Image object location entries:
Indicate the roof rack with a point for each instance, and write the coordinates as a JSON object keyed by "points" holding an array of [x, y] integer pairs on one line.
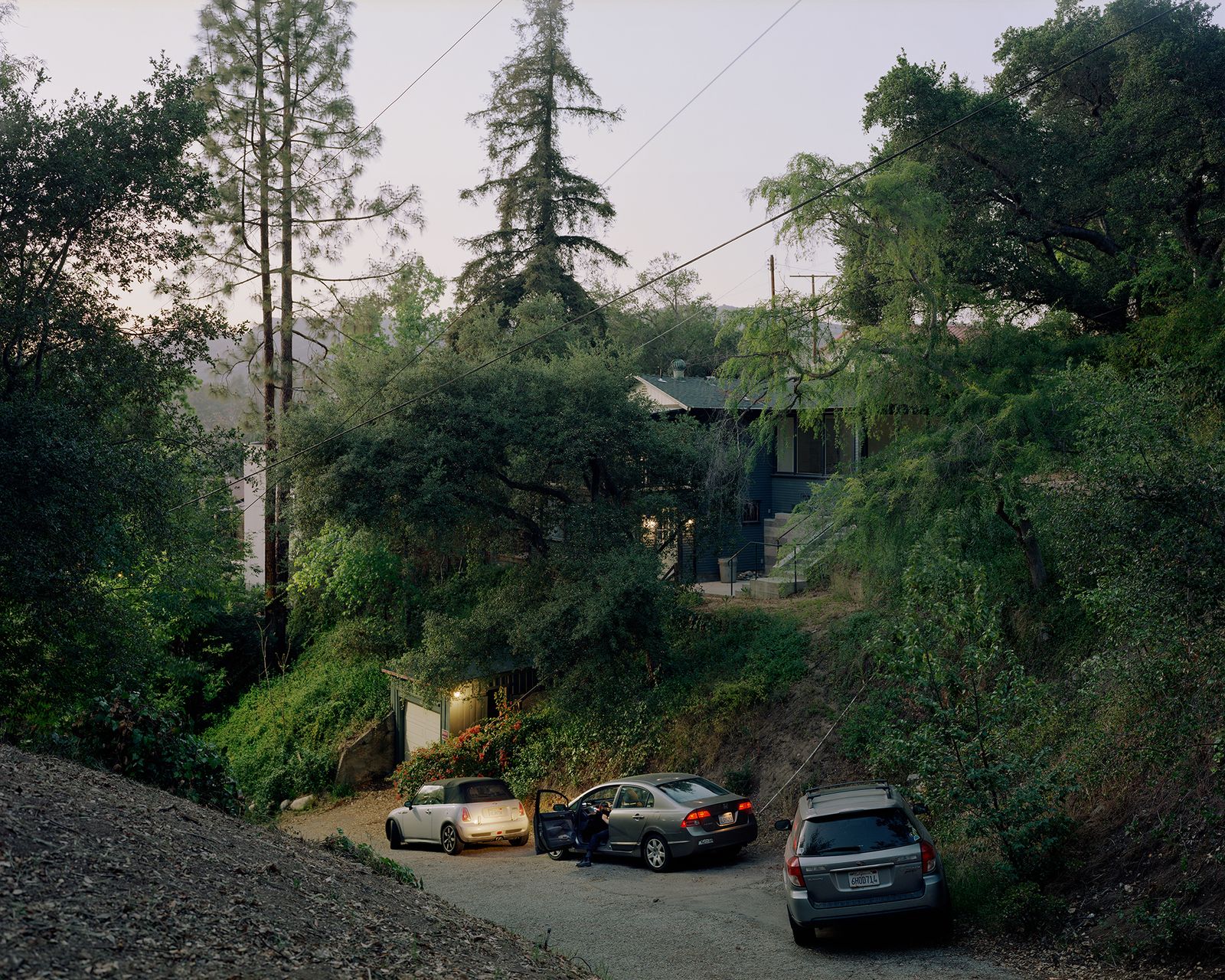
{"points": [[851, 786]]}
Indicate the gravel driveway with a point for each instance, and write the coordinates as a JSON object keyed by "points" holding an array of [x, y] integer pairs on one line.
{"points": [[710, 920]]}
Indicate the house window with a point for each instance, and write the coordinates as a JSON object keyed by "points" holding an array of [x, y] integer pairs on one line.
{"points": [[810, 452], [784, 446]]}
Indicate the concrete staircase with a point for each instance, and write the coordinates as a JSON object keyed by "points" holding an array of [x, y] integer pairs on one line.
{"points": [[781, 579]]}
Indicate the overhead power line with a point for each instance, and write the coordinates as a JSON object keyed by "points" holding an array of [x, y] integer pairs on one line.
{"points": [[379, 116], [722, 73], [812, 199], [403, 92]]}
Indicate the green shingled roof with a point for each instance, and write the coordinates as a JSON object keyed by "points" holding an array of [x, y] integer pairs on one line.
{"points": [[695, 392]]}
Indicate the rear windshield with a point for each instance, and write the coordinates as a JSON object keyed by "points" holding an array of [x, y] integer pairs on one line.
{"points": [[686, 790], [851, 833], [487, 792]]}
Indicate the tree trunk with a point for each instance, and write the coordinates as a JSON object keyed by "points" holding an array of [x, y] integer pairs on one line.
{"points": [[287, 294], [273, 591], [1027, 538]]}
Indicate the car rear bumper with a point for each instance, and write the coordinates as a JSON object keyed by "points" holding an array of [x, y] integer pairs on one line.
{"points": [[478, 833], [806, 913], [700, 842]]}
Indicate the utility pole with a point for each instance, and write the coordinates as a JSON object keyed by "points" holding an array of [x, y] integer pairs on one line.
{"points": [[812, 279]]}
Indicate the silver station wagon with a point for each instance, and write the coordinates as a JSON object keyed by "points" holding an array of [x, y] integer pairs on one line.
{"points": [[858, 851], [657, 818], [455, 812]]}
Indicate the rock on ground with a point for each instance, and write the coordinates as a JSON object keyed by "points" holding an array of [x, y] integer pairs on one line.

> [JOB]: Copy out every entry above word for word, leaving out the pictures.

> [THE SOLUTION]:
Indicate the roof rack with a point for each instance, and write the coordinates as a JSON object keyed by "points" holding an array of [x, y] integer pairs on one line.
{"points": [[851, 786]]}
Indicate the gravel driveway with a point for each instance, and write the coordinates as a JSON object keyed by "points" holding an array of [x, y] integer pairs on one line.
{"points": [[710, 920]]}
Indicate the house window with a point for each instance, and write the coordinates as a JSON object keyed by "points" holding an array of [x, y] integer pairs on one line.
{"points": [[810, 452], [784, 446]]}
Indicate the concrete staircase with a point for each instance, and write the coordinates as a JSON object keyed by "points" holding an array of [x, y] integer pairs on one line.
{"points": [[781, 579]]}
Indicate the overhead power line with a point for each instance, and write the coordinates as a JSON object keyed by "points" holding an array of [x, y] integer pairs on one line.
{"points": [[379, 116], [722, 73], [812, 199], [403, 92]]}
Indicate the green shingled roof with a point for each instance, and write the coordinates as a JSON object keyed by "points" holding an array of [x, y] integer pairs on one line.
{"points": [[695, 392]]}
Indicate the rear windshield with a point for each instance, and write the coordinates as a JSON object keyed by "points" holding an array of [x, y] integer pairs on one line.
{"points": [[686, 790], [851, 833], [487, 792]]}
Indicate the tree trunk with a point for each instance, and write the coordinates as a JSON object keyed by "points" holding an array of [x, y] integer pairs on one line.
{"points": [[287, 294], [273, 591], [1027, 538]]}
Indicate the car rear bumper with a point for each instance, and write the coordinates as a JSON object keyed by "points" holding an array of [x, y] integer pairs on one line.
{"points": [[478, 833], [806, 913], [700, 842]]}
Indicate the utility pole with a point for each instance, and write the coordinates as a JSON object keyed by "points" holding an array of [x, y] integer pairs on one line.
{"points": [[812, 279]]}
Indicate the silver station wagon with a point for each instance, and write the coordinates as a JSON object keyed by "points" holding an array of [x, y] integer pairs on one line.
{"points": [[858, 851], [657, 818], [455, 812]]}
Indicate the rock on ground with a point for each instance, and write the coordinates as a JSON object keyed by "points" holding an array of [x, y] integer pairs on one line.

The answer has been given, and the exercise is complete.